● Required work:
(1) In the stroke quality passage, explain what the statement that hospitals with DSC certification were more likely to succeed in stroke quality is based on.
(2) Answer these questions from the stroke quality passage:
(a) How many affiliate hospitals submitted data?
(b) Which organization grants Stroke Disease-Specific Care certification?
(c) Which quality measure scored highest, and what was its score?
(3) Write the next part of the stroke quality passage, continuing from its final sentence.

The SCN collects quality data from each affiliate that include volumes, mortality, length of stay, turnaround times, rt-PA door-to-needle time, 8 stroke core measures, and dysphagia screen measure. Characteristics of affiliate hospital studies include number of beds, Stroke Disease-Specific Care (DSC) certification by The Joint Commission, Appalachian designated county or not, time dedicated to stroke coordinator, submission of quality data for the calendar year, success of data, and utilization of American Heart Association's Get With the Guidelines.


Seventeen of 23 (74%) affiliate hospitals submitted data. Highest scoring quality measures were antithrombotic by discharge (96%), antithrombotic by end of day 2 (93%), and assessed for rehabilitation (92%). Hospitals with DSC certification were more likely to succeed in stroke quality than those without (P = .0357). Hospitals in Appalachian counties were less likely to succeed in quality measures than those in non-Appalachian designated counties (P = .02).

● Dataset records:
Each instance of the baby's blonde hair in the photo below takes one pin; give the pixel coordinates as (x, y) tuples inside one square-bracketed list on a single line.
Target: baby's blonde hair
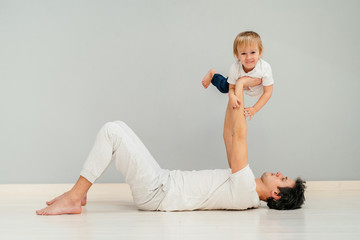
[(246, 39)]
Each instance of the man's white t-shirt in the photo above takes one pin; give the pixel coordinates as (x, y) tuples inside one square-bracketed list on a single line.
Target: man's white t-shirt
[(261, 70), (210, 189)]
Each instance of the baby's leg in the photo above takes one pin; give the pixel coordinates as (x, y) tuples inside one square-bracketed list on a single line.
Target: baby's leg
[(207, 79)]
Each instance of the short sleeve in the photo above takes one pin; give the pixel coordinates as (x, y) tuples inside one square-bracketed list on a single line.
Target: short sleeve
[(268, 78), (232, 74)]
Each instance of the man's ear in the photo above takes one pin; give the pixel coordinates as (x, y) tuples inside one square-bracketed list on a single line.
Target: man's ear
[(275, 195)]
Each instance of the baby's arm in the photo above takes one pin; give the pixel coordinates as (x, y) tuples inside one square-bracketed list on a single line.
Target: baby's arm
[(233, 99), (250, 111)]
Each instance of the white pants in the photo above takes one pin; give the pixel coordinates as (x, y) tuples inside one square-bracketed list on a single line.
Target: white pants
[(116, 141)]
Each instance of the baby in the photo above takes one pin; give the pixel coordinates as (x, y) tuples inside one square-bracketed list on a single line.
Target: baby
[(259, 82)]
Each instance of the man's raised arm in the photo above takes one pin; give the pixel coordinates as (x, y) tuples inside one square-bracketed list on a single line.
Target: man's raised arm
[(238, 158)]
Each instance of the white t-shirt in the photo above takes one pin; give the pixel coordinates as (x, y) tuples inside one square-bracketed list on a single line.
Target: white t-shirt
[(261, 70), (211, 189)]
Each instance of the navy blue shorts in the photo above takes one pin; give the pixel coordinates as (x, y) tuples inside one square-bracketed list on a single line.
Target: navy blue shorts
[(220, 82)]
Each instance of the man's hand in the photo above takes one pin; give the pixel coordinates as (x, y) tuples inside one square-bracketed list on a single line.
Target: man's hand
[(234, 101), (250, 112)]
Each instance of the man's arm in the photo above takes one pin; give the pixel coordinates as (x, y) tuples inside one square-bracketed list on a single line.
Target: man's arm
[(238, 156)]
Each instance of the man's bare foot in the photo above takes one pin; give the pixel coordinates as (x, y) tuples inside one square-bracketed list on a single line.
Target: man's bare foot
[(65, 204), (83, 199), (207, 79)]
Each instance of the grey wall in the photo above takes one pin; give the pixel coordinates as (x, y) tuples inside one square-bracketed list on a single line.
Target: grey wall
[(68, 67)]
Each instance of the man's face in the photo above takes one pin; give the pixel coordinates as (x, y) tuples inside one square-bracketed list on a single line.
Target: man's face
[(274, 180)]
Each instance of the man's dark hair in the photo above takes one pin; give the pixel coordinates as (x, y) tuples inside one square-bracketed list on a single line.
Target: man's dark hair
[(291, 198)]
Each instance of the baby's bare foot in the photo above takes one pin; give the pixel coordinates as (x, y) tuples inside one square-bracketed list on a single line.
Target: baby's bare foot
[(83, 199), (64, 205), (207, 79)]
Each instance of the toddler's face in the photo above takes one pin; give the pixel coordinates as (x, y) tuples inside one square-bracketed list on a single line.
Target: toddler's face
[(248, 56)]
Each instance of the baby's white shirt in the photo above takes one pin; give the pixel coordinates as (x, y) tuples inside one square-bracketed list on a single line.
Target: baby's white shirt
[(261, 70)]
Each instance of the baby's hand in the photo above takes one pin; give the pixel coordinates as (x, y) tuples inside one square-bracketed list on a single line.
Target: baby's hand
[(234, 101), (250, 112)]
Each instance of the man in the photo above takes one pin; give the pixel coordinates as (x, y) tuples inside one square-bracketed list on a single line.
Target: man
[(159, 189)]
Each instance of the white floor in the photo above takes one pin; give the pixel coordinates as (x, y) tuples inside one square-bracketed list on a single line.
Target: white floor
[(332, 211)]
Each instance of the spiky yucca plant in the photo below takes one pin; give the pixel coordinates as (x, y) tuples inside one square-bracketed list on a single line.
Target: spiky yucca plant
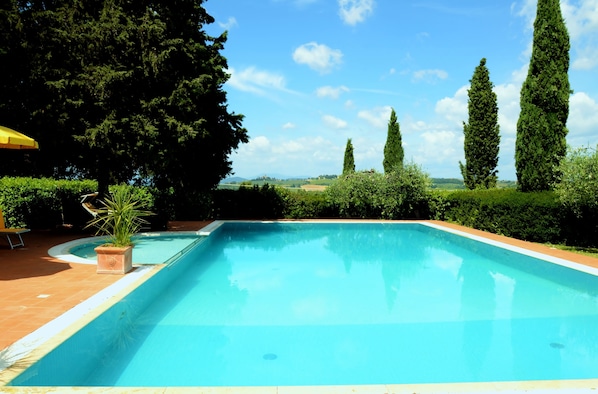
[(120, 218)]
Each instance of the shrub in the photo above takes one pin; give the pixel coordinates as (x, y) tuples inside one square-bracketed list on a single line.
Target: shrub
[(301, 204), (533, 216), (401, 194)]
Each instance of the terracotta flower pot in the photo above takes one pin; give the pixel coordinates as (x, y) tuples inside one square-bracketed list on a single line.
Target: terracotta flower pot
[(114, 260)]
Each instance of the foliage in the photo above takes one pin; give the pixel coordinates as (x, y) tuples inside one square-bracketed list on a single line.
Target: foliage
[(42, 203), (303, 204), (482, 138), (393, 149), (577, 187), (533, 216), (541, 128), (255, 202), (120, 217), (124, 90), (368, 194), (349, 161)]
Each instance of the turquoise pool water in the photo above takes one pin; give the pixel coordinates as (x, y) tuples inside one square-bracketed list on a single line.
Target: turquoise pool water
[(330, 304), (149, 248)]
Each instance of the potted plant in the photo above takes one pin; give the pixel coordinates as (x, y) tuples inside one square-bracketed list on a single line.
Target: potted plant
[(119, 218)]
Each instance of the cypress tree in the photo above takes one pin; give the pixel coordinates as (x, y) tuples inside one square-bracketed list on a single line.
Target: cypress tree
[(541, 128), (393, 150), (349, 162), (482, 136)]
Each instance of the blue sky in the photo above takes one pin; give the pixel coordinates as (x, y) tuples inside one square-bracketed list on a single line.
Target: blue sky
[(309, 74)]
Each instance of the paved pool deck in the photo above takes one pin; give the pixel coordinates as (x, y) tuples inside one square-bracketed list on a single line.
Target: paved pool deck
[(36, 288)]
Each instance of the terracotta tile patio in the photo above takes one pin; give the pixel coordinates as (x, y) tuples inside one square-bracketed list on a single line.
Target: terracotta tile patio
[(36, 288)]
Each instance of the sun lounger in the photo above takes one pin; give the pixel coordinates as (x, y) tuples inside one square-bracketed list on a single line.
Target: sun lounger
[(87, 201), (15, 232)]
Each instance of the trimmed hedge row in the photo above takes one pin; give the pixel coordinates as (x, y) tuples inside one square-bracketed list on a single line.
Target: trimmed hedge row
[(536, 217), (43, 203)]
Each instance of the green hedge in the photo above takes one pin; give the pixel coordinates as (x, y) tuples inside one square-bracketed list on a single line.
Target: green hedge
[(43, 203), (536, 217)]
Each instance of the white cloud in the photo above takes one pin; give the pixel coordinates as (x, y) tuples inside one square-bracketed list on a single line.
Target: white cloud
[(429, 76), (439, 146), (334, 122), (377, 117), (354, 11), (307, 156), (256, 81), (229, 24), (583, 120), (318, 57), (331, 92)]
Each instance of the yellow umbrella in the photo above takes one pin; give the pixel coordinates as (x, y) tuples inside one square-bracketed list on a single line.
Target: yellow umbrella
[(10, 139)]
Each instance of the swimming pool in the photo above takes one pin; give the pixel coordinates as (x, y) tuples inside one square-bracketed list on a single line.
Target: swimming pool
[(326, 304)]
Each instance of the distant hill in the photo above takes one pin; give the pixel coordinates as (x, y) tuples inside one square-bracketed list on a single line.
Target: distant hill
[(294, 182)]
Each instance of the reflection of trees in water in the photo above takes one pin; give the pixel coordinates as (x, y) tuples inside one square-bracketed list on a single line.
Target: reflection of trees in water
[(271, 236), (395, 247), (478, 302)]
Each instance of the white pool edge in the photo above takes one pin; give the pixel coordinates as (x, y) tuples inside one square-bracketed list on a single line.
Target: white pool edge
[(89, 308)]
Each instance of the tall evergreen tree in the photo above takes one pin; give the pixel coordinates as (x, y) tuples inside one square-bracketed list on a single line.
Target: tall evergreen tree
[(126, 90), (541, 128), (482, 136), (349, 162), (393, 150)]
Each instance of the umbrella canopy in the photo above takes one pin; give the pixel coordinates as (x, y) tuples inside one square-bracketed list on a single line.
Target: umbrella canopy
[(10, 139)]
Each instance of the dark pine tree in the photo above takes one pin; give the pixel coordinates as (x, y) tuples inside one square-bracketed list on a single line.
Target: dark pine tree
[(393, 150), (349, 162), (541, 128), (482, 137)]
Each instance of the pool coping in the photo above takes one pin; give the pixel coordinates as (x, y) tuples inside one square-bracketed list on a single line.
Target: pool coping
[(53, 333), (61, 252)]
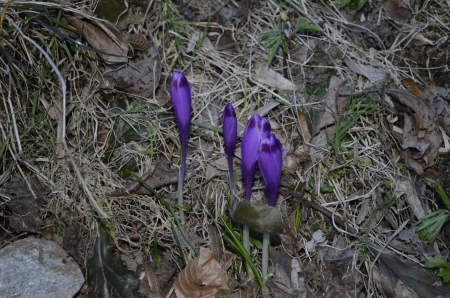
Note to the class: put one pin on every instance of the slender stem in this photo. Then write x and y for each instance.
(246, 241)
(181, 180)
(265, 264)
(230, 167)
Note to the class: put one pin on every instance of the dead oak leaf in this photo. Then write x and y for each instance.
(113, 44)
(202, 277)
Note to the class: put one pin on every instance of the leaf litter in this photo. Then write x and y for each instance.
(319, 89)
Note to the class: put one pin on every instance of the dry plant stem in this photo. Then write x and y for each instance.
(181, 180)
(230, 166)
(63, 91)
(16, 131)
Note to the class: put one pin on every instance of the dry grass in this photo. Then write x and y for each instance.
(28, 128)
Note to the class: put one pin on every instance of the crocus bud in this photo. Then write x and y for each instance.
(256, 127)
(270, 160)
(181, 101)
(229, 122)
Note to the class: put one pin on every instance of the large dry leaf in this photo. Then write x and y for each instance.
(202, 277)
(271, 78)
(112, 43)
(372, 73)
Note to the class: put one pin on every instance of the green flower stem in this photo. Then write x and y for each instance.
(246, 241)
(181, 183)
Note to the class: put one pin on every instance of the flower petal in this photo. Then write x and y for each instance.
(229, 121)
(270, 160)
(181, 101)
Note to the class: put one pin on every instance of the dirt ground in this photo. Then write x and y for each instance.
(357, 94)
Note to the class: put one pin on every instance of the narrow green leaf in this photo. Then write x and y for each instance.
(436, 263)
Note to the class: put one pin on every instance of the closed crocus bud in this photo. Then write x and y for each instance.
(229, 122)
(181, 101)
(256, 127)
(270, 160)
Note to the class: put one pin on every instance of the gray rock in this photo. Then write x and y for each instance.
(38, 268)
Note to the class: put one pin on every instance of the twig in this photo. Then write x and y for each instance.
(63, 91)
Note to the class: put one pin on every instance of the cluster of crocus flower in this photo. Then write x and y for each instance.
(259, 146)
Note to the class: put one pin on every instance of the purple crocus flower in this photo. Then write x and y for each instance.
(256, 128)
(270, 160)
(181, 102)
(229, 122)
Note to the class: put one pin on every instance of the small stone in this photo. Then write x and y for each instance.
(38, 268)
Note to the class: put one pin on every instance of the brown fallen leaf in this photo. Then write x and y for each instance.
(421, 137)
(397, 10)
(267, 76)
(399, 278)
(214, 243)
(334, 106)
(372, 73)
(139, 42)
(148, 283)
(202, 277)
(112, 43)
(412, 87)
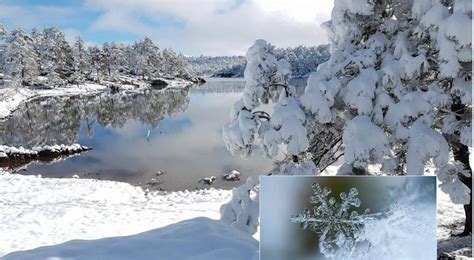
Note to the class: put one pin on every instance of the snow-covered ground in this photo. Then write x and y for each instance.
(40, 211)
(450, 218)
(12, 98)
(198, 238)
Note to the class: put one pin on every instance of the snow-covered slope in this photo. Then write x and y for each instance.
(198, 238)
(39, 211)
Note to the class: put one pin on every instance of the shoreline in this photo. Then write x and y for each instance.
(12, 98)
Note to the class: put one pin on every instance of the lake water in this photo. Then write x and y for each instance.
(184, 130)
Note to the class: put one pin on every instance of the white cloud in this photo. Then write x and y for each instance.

● Results for each task:
(1) The statement rests on a comparison between affiliate hospitals that held Stroke Disease-Specific Care certification from The Joint Commission and those that did not. The certified hospitals were more likely to succeed in stroke quality, with P = .0357.

(2)
(a) Seventeen of 23 (74%).
(b) The Joint Commission.
(c) Antithrombotic by discharge, at 96%.

(3)
Our results demonstrate successful collection of quality data among hospitals bound only by an affiliation agreement. Areas to improve quality identified are door to computed tomographic interpretation, thrombolytic therapy, and dysphagia screening. We suspect that DSC certification is driving quality success in our network hospitals. That Appalachian affiliate hospitals are less likely to succeed could be due to a number of reasons such as the fewer resources available in Appalachian counties and may reflect the financial plight of rural hospitals more generally.